» **Goal**
Reproduce the closing part of the entries exactly: the line with "white cloud, one" and all lines after it, ending with the last line, and nothing else.

Data entries

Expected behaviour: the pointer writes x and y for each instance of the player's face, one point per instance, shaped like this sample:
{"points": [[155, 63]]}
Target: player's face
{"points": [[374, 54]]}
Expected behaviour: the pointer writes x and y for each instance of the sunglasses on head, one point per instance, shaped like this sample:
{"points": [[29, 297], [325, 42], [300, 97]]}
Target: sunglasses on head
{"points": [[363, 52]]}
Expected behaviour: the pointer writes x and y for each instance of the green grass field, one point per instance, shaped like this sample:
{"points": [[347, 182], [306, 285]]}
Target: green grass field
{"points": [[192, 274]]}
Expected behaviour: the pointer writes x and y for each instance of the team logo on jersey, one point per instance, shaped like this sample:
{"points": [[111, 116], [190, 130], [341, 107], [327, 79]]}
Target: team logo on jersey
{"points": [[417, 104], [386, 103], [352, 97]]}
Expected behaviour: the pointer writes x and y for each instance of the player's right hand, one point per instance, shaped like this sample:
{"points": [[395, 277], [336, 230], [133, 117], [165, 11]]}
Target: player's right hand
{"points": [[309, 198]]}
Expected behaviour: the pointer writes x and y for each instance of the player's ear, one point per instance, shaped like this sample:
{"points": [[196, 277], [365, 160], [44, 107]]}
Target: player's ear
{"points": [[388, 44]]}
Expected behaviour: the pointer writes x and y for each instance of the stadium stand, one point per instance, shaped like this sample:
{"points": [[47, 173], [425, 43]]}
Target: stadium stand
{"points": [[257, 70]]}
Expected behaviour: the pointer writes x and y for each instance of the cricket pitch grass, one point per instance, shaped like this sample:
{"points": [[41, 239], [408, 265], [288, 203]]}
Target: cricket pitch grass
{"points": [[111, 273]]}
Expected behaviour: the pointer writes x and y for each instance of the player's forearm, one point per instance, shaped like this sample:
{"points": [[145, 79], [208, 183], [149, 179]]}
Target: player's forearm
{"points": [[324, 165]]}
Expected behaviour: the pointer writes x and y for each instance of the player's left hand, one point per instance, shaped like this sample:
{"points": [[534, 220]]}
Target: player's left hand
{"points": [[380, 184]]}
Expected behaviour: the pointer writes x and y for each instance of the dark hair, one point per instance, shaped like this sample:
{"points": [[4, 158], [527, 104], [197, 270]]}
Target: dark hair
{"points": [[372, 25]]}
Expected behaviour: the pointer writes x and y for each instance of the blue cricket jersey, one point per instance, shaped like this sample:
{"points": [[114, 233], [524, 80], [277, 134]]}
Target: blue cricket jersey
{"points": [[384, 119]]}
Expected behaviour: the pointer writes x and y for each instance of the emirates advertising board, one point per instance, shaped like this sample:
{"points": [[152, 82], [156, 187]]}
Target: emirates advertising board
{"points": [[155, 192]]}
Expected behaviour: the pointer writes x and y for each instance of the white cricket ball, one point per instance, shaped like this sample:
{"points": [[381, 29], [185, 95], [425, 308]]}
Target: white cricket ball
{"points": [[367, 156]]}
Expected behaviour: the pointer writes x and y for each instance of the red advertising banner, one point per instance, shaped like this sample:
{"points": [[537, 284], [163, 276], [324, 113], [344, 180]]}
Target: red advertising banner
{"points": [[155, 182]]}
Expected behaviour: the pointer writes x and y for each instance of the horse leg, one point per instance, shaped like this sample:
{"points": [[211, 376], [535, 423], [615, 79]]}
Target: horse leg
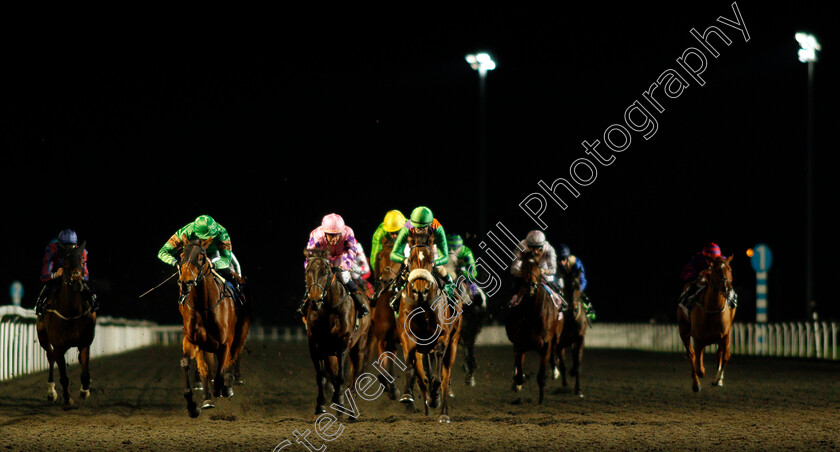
{"points": [[697, 366], [723, 358], [52, 396], [63, 378], [320, 379], [408, 393], [560, 353], [518, 373], [335, 368], [203, 376], [541, 375], [685, 336], [84, 364], [189, 352], [446, 374], [228, 360], [422, 380], [577, 359], [389, 385]]}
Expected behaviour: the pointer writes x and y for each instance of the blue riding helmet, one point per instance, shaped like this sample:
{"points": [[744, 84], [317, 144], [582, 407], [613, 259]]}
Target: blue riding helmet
{"points": [[67, 237]]}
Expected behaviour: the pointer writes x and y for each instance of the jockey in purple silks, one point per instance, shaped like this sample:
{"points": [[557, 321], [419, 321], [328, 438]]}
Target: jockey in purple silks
{"points": [[52, 270], [691, 275], [340, 243]]}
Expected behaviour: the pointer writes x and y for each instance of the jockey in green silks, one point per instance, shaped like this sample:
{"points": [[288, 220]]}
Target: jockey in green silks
{"points": [[423, 221]]}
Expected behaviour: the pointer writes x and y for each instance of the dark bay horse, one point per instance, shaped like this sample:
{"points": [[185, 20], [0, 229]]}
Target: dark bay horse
{"points": [[429, 325], [709, 322], [330, 321], [68, 321], [475, 310], [575, 324], [213, 324], [533, 323], [383, 335]]}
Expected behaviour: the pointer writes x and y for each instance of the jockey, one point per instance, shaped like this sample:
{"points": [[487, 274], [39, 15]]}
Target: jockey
{"points": [[53, 260], [386, 233], [694, 279], [569, 263], [543, 252], [462, 262], [423, 221], [219, 251], [340, 243]]}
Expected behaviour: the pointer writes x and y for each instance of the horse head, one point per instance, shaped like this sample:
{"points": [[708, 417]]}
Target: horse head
{"points": [[530, 273], [720, 276], [73, 263], [194, 264], [421, 282], [319, 276]]}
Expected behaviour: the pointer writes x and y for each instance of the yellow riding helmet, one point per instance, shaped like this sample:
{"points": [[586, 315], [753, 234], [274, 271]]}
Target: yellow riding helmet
{"points": [[394, 221]]}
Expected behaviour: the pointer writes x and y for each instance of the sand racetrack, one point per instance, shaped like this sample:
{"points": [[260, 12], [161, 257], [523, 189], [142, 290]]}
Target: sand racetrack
{"points": [[633, 401]]}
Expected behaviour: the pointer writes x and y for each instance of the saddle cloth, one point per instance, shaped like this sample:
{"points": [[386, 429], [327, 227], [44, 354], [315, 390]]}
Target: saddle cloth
{"points": [[555, 298]]}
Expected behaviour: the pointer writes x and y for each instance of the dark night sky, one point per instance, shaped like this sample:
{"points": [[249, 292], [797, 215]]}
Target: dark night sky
{"points": [[126, 133]]}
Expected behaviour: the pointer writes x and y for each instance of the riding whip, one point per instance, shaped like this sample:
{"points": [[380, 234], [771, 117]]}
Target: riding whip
{"points": [[162, 283]]}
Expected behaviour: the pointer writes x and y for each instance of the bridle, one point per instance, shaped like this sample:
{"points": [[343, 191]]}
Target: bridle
{"points": [[192, 255]]}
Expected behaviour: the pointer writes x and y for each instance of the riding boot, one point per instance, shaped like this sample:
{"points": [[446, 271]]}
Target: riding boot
{"points": [[301, 310], [356, 291], [231, 277]]}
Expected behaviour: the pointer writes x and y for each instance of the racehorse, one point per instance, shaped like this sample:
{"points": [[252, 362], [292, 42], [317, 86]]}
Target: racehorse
{"points": [[68, 321], [709, 322], [332, 330], [383, 330], [429, 324], [575, 324], [533, 323], [213, 323], [475, 308]]}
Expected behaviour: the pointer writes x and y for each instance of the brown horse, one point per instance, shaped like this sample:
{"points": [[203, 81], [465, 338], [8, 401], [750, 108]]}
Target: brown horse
{"points": [[331, 329], [68, 321], [383, 335], [429, 324], [533, 323], [213, 323], [575, 325], [475, 309], [709, 322]]}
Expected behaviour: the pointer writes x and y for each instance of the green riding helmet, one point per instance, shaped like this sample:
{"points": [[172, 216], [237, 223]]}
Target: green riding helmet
{"points": [[421, 217], [205, 227]]}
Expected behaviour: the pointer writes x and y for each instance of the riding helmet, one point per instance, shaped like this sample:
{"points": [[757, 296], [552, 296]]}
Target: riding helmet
{"points": [[394, 221], [421, 217], [332, 224], [205, 227]]}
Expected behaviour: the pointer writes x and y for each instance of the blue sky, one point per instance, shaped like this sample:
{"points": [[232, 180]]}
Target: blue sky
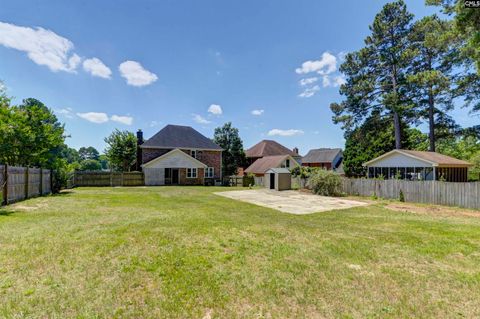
{"points": [[267, 66]]}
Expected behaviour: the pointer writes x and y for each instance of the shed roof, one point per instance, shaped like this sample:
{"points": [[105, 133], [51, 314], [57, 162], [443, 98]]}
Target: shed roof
{"points": [[321, 155], [268, 148], [434, 158], [261, 165], [279, 170], [178, 136]]}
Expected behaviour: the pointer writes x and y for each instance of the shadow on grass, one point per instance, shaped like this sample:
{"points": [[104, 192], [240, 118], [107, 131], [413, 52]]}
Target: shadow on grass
{"points": [[63, 193]]}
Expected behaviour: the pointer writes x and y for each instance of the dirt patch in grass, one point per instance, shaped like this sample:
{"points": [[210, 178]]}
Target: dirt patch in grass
{"points": [[432, 210]]}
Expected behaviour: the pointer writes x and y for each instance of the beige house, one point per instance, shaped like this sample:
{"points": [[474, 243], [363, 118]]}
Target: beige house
{"points": [[278, 179], [418, 165], [261, 165]]}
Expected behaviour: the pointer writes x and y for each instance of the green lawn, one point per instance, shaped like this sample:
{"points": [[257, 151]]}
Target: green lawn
{"points": [[181, 252]]}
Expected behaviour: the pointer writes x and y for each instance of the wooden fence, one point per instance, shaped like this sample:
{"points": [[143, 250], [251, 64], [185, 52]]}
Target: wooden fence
{"points": [[99, 178], [20, 183], [430, 192]]}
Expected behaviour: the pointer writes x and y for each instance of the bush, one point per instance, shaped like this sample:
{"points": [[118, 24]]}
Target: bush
{"points": [[326, 183]]}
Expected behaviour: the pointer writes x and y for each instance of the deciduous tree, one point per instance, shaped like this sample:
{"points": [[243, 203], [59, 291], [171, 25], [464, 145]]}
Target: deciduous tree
{"points": [[233, 156], [121, 150]]}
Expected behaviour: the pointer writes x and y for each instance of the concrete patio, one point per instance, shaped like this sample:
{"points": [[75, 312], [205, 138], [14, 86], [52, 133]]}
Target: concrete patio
{"points": [[293, 202]]}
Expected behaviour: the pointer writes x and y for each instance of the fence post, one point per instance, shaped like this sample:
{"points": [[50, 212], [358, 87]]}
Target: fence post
{"points": [[51, 181], [5, 185], [26, 183], [40, 187]]}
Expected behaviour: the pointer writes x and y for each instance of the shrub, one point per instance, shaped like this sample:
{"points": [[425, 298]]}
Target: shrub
{"points": [[326, 183]]}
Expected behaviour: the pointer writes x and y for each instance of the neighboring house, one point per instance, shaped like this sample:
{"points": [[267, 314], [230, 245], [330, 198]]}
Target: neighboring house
{"points": [[260, 166], [179, 155], [328, 158], [417, 165], [269, 148]]}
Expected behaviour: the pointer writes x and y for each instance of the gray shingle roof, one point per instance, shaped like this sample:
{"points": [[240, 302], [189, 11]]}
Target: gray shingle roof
{"points": [[177, 136], [321, 155], [268, 148]]}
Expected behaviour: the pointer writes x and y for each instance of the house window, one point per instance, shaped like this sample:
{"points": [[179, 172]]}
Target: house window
{"points": [[209, 172], [191, 173]]}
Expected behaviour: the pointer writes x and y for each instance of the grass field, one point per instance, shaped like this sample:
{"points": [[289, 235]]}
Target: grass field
{"points": [[183, 252]]}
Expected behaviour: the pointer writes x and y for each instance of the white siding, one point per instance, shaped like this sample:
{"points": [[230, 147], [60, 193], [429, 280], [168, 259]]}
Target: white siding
{"points": [[154, 176], [154, 170], [399, 160]]}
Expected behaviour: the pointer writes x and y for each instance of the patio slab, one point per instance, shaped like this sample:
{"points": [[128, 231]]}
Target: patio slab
{"points": [[293, 202]]}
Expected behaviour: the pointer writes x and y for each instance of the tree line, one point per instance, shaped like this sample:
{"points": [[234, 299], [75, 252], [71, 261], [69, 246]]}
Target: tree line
{"points": [[410, 73], [32, 136]]}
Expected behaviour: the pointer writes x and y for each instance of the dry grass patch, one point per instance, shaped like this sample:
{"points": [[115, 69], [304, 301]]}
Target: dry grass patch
{"points": [[183, 252]]}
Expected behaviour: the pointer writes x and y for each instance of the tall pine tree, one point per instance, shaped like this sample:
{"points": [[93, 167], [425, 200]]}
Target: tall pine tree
{"points": [[376, 74], [431, 75]]}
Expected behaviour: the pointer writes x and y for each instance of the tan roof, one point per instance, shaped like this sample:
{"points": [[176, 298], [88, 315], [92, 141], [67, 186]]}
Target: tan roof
{"points": [[261, 165], [436, 159], [268, 148]]}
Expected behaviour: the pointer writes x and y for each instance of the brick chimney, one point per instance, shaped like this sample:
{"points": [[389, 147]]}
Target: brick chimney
{"points": [[140, 141]]}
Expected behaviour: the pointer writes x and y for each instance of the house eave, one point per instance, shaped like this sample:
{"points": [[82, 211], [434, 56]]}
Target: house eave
{"points": [[182, 148]]}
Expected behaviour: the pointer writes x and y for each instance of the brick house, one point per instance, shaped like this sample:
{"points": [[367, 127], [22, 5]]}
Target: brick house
{"points": [[179, 155], [269, 148], [327, 158]]}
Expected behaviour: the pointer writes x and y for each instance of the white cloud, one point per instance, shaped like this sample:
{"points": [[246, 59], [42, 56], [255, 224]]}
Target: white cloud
{"points": [[127, 120], [308, 81], [200, 119], [44, 47], [339, 80], [154, 123], [94, 117], [334, 81], [215, 109], [326, 81], [309, 92], [66, 112], [257, 112], [96, 67], [326, 65], [135, 74], [290, 132]]}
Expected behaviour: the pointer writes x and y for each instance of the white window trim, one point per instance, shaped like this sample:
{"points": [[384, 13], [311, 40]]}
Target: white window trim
{"points": [[194, 172]]}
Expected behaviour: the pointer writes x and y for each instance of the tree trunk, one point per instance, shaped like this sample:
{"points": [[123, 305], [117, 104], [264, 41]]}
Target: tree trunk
{"points": [[398, 132], [431, 120], [396, 116]]}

» **Solution for this task**
Expected behaviour: the pointer writes x and y for each instance of the white cloud, one point per instance, shaped like this sample:
{"points": [[246, 59], [42, 56], [255, 224]]}
Target: white cloud
{"points": [[127, 120], [308, 81], [200, 119], [44, 47], [339, 80], [154, 123], [94, 117], [334, 81], [215, 109], [326, 81], [309, 92], [66, 112], [257, 112], [96, 67], [326, 65], [135, 74], [290, 132]]}
Expected behaviour: the pointer writes x and y for each instance of the white window trim, one point per instance, shaped like this sample:
{"points": [[384, 13], [311, 40]]}
Target: white window trim
{"points": [[194, 172]]}
Expected behaviour: the pointer writes x and y for each instance of the tree trunk, one point per instance, shaped like this sample:
{"points": [[123, 305], [117, 104], [264, 41]]}
Target: tree trunk
{"points": [[398, 132], [431, 120], [396, 116]]}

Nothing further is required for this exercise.